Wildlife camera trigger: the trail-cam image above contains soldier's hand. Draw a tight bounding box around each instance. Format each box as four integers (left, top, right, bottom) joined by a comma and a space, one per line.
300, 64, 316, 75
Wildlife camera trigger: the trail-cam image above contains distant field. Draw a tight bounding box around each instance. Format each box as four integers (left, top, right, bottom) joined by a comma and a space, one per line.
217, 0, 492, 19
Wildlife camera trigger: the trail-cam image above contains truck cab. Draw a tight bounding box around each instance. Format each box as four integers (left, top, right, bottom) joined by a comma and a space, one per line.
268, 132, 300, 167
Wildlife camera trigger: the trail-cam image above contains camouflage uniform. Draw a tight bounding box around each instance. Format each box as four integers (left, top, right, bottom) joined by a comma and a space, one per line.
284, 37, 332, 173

● ● ●

## Exercise instructions:
Give the listing above as a two-column CSV with the headers text and answer, one row for each text and the answer that follows it. Put every field in double quotes and turn any line breaks inside a field into spaces.

## Reply:
text,answer
"Wildlife camera trigger: the trail-cam image above contains soldier's hand. Draw a tight bounding box around each instance. Format each box as four integers (left, top, right, bottom) joined by a comma and a space, one per line.","300, 64, 316, 75"
"Wildlife camera trigger: the trail-cam image above contains distant field. Draw a tight bounding box around each instance. Format each box as four integers (left, top, right, bottom) joined by a comma and a space, one per line.","217, 0, 492, 19"
"Wildlife camera trigger: the trail-cam image above contains truck cab. Draw a tight bounding box around each instance. Format each box as four integers (left, top, right, bottom) joined by a comma and a space, one per line.","268, 132, 300, 167"
"Wildlife camera trigger: the trail-cam image above contains camouflage uniform. Draw a tight bounding box around each instance. Format each box as four integers (left, top, right, bottom) joined by a comma and a space, one per line.","284, 37, 332, 173"